▶ Brief
Output the records exactly, and drop each picture.

▶ Data section
• • • • • • •

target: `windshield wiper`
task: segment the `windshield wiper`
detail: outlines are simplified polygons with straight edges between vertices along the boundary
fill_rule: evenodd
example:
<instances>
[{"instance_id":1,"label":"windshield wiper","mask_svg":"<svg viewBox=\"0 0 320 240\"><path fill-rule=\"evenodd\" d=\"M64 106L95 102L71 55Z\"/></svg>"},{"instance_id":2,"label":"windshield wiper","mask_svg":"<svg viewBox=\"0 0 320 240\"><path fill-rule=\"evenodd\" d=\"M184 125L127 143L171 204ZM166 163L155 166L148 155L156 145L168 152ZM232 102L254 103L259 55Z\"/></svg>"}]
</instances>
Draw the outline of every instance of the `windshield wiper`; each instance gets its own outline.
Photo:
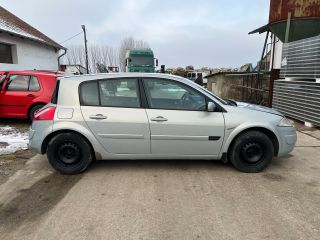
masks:
<instances>
[{"instance_id":1,"label":"windshield wiper","mask_svg":"<svg viewBox=\"0 0 320 240\"><path fill-rule=\"evenodd\" d=\"M230 106L238 106L237 102L231 99L224 99Z\"/></svg>"}]
</instances>

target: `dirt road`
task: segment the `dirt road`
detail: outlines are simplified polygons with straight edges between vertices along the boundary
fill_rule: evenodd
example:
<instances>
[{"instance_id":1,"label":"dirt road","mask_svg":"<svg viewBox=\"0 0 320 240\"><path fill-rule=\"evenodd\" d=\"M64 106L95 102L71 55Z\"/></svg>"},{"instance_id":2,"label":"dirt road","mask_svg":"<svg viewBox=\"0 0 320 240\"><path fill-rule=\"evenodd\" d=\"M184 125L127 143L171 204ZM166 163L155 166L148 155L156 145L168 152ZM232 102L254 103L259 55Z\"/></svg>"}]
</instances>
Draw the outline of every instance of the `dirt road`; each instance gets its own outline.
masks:
<instances>
[{"instance_id":1,"label":"dirt road","mask_svg":"<svg viewBox=\"0 0 320 240\"><path fill-rule=\"evenodd\" d=\"M35 156L0 185L5 239L319 239L320 140L262 173L210 161L104 161L62 176Z\"/></svg>"}]
</instances>

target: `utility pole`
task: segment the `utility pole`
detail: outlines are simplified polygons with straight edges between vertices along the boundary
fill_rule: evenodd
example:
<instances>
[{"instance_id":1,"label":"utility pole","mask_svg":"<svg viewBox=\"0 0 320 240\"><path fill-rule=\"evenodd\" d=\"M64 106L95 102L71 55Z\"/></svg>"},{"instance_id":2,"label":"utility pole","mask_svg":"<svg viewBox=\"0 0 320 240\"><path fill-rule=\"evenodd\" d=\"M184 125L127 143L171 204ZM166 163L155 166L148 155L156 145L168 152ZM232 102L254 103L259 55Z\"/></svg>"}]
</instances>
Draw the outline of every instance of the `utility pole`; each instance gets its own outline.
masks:
<instances>
[{"instance_id":1,"label":"utility pole","mask_svg":"<svg viewBox=\"0 0 320 240\"><path fill-rule=\"evenodd\" d=\"M83 35L84 35L84 49L86 52L86 68L87 68L87 73L89 73L89 62L88 62L88 48L87 48L87 33L86 33L86 26L81 25L82 30L83 30Z\"/></svg>"}]
</instances>

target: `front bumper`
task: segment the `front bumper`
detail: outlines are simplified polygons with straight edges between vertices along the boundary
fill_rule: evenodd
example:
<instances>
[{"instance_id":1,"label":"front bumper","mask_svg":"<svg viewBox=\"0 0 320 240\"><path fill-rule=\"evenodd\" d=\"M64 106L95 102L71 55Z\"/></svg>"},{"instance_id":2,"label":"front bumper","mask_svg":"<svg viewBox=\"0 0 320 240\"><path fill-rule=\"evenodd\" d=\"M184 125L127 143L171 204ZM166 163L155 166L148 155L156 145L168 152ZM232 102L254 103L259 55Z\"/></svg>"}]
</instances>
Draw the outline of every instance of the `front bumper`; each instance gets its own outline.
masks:
<instances>
[{"instance_id":1,"label":"front bumper","mask_svg":"<svg viewBox=\"0 0 320 240\"><path fill-rule=\"evenodd\" d=\"M292 152L297 142L297 132L294 127L278 127L279 139L279 152L278 157L287 155Z\"/></svg>"}]
</instances>

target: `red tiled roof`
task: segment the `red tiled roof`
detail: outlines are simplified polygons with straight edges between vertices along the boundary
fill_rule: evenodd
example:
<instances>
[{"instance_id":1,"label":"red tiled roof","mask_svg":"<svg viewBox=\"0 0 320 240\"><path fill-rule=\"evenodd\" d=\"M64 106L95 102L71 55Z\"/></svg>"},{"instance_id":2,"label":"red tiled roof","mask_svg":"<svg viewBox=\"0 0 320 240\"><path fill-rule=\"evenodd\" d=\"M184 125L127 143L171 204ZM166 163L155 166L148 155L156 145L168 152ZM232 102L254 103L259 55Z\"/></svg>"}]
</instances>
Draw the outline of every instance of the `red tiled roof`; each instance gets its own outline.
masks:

• • • • • • •

▶ Problem solution
target: `windshield wiper`
task: segment the `windshield wiper`
detail: outlines are simplified polygons with straight edges between vertices along the boundary
fill_rule: evenodd
example:
<instances>
[{"instance_id":1,"label":"windshield wiper","mask_svg":"<svg viewBox=\"0 0 320 240\"><path fill-rule=\"evenodd\" d=\"M64 106L95 102L71 55Z\"/></svg>"},{"instance_id":2,"label":"windshield wiper","mask_svg":"<svg viewBox=\"0 0 320 240\"><path fill-rule=\"evenodd\" d=\"M184 125L127 143L171 204ZM166 163L155 166L148 155L156 145L168 152ZM232 102L254 103L259 55Z\"/></svg>"}]
</instances>
Draw the outline of every instance of the `windshield wiper`; each instance gets its own outline.
Photo:
masks:
<instances>
[{"instance_id":1,"label":"windshield wiper","mask_svg":"<svg viewBox=\"0 0 320 240\"><path fill-rule=\"evenodd\" d=\"M230 106L238 106L237 102L231 99L224 99Z\"/></svg>"}]
</instances>

target: `dirt road`
task: segment the `dirt road`
detail: outlines are simplified polygons with straight edges between vertices along the boundary
fill_rule: evenodd
example:
<instances>
[{"instance_id":1,"label":"dirt road","mask_svg":"<svg viewBox=\"0 0 320 240\"><path fill-rule=\"evenodd\" d=\"M64 106L95 102L71 55Z\"/></svg>"},{"instance_id":2,"label":"dirt road","mask_svg":"<svg viewBox=\"0 0 320 240\"><path fill-rule=\"evenodd\" d=\"M184 125L127 143L171 204ZM166 163L155 166L148 155L156 145L168 152ZM232 102L254 103L259 55Z\"/></svg>"}]
</instances>
Draw the outline of every instance of the `dirt road`; each instance gets its own outline.
masks:
<instances>
[{"instance_id":1,"label":"dirt road","mask_svg":"<svg viewBox=\"0 0 320 240\"><path fill-rule=\"evenodd\" d=\"M35 156L0 185L5 239L319 239L320 140L262 173L210 161L104 161L62 176Z\"/></svg>"}]
</instances>

target: `utility pole`
task: segment the `utility pole`
detail: outlines are simplified polygons with straight edges between vertices along the boundary
fill_rule: evenodd
example:
<instances>
[{"instance_id":1,"label":"utility pole","mask_svg":"<svg viewBox=\"0 0 320 240\"><path fill-rule=\"evenodd\" d=\"M64 106L95 102L71 55Z\"/></svg>"},{"instance_id":2,"label":"utility pole","mask_svg":"<svg viewBox=\"0 0 320 240\"><path fill-rule=\"evenodd\" d=\"M184 125L127 143L171 204ZM166 163L155 166L148 155L156 145L168 152ZM232 102L254 103L259 55Z\"/></svg>"}]
</instances>
Draw the outline of every instance of the `utility pole`; each instance gets its own outline.
masks:
<instances>
[{"instance_id":1,"label":"utility pole","mask_svg":"<svg viewBox=\"0 0 320 240\"><path fill-rule=\"evenodd\" d=\"M83 35L84 35L84 49L86 52L86 68L87 68L87 73L89 73L89 62L88 62L88 48L87 48L87 33L86 33L86 26L81 25L82 30L83 30Z\"/></svg>"}]
</instances>

target: `front bumper`
task: segment the `front bumper`
detail: outlines are simplified polygons with straight edges between vertices along the boundary
fill_rule: evenodd
example:
<instances>
[{"instance_id":1,"label":"front bumper","mask_svg":"<svg viewBox=\"0 0 320 240\"><path fill-rule=\"evenodd\" d=\"M64 106L95 102L71 55Z\"/></svg>"},{"instance_id":2,"label":"front bumper","mask_svg":"<svg viewBox=\"0 0 320 240\"><path fill-rule=\"evenodd\" d=\"M184 125L127 143L171 204ZM166 163L155 166L148 155L156 145L168 152ZM232 102L254 103L259 55Z\"/></svg>"}]
</instances>
Draw the outline of every instance of the `front bumper`; each instance gets its own outline.
masks:
<instances>
[{"instance_id":1,"label":"front bumper","mask_svg":"<svg viewBox=\"0 0 320 240\"><path fill-rule=\"evenodd\" d=\"M292 152L297 142L297 132L294 127L278 127L279 139L279 152L278 157L287 155Z\"/></svg>"}]
</instances>

target: `red tiled roof`
task: segment the `red tiled roof`
detail: outlines are simplified polygons with straight edges between vertices along the boundary
fill_rule: evenodd
example:
<instances>
[{"instance_id":1,"label":"red tiled roof","mask_svg":"<svg viewBox=\"0 0 320 240\"><path fill-rule=\"evenodd\" d=\"M64 106L95 102L71 55Z\"/></svg>"},{"instance_id":2,"label":"red tiled roof","mask_svg":"<svg viewBox=\"0 0 320 240\"><path fill-rule=\"evenodd\" d=\"M184 125L127 143L171 204ZM166 163L155 166L148 155L156 145L168 152ZM232 102L254 103L259 55Z\"/></svg>"}]
</instances>
Draw the outline of every instance of the `red tiled roof`; each instance gets its own outline.
masks:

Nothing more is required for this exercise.